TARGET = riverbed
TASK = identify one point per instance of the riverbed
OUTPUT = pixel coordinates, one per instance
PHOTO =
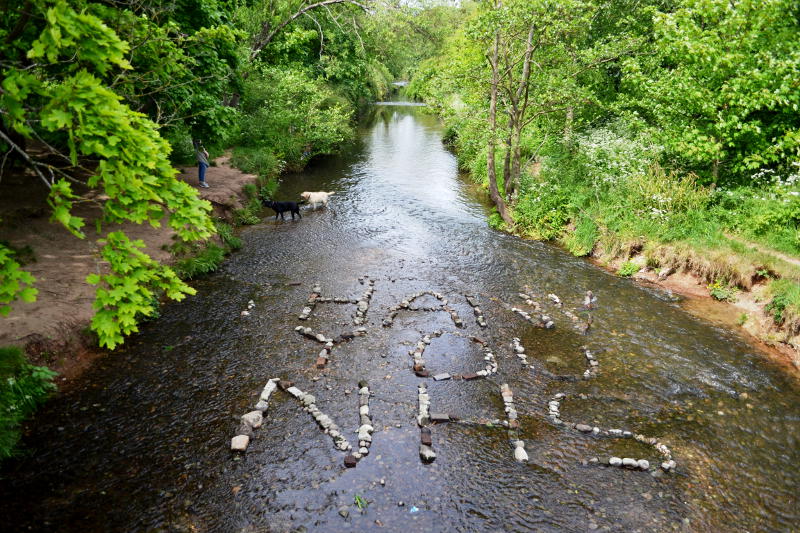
(142, 443)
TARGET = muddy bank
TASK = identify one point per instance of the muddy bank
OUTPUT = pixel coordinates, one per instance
(746, 314)
(404, 219)
(53, 328)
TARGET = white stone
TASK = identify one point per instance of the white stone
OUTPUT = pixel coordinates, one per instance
(519, 453)
(426, 452)
(254, 419)
(239, 443)
(268, 389)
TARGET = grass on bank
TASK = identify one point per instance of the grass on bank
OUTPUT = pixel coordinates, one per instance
(605, 194)
(23, 387)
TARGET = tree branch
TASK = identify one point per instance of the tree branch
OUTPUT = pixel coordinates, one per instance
(261, 43)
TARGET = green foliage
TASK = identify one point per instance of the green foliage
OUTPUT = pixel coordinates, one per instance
(722, 291)
(720, 85)
(280, 100)
(785, 300)
(581, 241)
(628, 269)
(130, 290)
(225, 232)
(16, 283)
(543, 210)
(205, 261)
(23, 387)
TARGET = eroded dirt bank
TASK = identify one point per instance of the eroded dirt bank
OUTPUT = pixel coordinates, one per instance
(51, 325)
(143, 442)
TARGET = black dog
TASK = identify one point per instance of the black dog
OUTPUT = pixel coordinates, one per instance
(281, 207)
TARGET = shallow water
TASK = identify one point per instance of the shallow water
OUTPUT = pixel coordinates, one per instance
(142, 444)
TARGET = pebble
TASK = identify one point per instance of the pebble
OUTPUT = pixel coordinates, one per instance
(254, 419)
(239, 443)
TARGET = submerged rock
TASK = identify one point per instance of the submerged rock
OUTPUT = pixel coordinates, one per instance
(239, 443)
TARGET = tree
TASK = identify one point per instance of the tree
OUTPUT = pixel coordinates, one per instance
(56, 96)
(721, 87)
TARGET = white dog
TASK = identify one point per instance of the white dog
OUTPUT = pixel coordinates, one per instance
(315, 198)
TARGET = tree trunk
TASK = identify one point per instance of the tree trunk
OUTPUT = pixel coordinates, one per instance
(490, 155)
(568, 124)
(507, 165)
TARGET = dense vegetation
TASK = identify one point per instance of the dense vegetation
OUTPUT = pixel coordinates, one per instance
(664, 133)
(100, 100)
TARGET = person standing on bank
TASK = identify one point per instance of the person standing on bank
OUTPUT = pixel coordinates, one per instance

▸ WHAT THE TASK REQUIRES:
Render every line of the data above as a numbered list, skipping blank lines and leaving the picture out.

▸ EXERCISE RESULT:
1. TARGET = riverbed
2. TASK = identify one point per instance of the riverbed
3. OUTPUT = pixel coordinates, one per instance
4. PHOTO =
5. (142, 443)
6. TARGET = muddy bank
7. TASK = identify one point per instance of the muddy bank
8. OUTPUT = pixel coordinates, one per instance
9. (746, 314)
10. (404, 219)
11. (53, 328)
12. TARGET = white stone
13. TASK = identify one point per instance of the white stone
14. OUTPUT = pixel coordinates, one per instance
15. (519, 453)
16. (426, 452)
17. (254, 419)
18. (239, 443)
19. (268, 389)
20. TARGET = grass on bank
21. TASK = identify one point per instance of the grass on bank
22. OUTPUT = pixel coordinates, one per instance
23. (605, 194)
24. (23, 387)
25. TARGET = tree branch
26. TASK = identify one point per instance of the tree branch
27. OUTPUT = pixel coordinates, one per instance
28. (261, 43)
29. TARGET = green foliage
30. TASK = identify one point per instance of the green foliage
31. OUTPUT = pixel coordinates, one per instance
32. (722, 291)
33. (720, 85)
34. (280, 100)
35. (785, 300)
36. (581, 241)
37. (628, 269)
38. (130, 290)
39. (225, 232)
40. (16, 283)
41. (543, 210)
42. (205, 261)
43. (23, 387)
44. TARGET = eroded dirt bank
45. TASK = identify one point per instance of the eroded dirt bank
46. OUTPUT = pixel coordinates, one per instance
47. (51, 325)
48. (143, 442)
49. TARGET = black dog
50. TASK = identify one point per instance of the black dog
51. OUTPUT = pixel coordinates, one per instance
52. (281, 207)
53. TARGET = shallow water
54. TASK = identify one point per instance of the shallow water
55. OUTPUT = pixel coordinates, one per instance
56. (142, 444)
57. TARGET = pebble
58. TASK = identify one point per instance of the pebble
59. OUTPUT = pixel coordinates, one per instance
60. (254, 419)
61. (239, 443)
62. TARGET = submerged rock
63. TASK = identify one point per instance of the submerged rock
64. OUTPUT = pixel coordinates, one per instance
65. (239, 443)
66. TARGET = tree
67. TASK = identify one point per instance of the tree
68. OUTPUT = pixel coordinates, one per instance
69. (56, 96)
70. (721, 87)
71. TARGET = white dog
72. TASK = identify one point per instance of the white dog
73. OUTPUT = pixel coordinates, one per instance
74. (315, 198)
75. TARGET = tree trunk
76. TASK = identify one point per instance of the tree trunk
77. OUTPUT = pixel coordinates, one per instance
78. (490, 155)
79. (568, 124)
80. (507, 165)
81. TARGET = dense vegetation
82. TASK = identify one point per instance of the dense vegetation
83. OUTPUT = pixel coordinates, one per instance
84. (664, 133)
85. (100, 100)
86. TARGET = person standing on bank
87. TASK = identify one point per instance of the person standing on bank
88. OUTPUT = pixel coordinates, one per instance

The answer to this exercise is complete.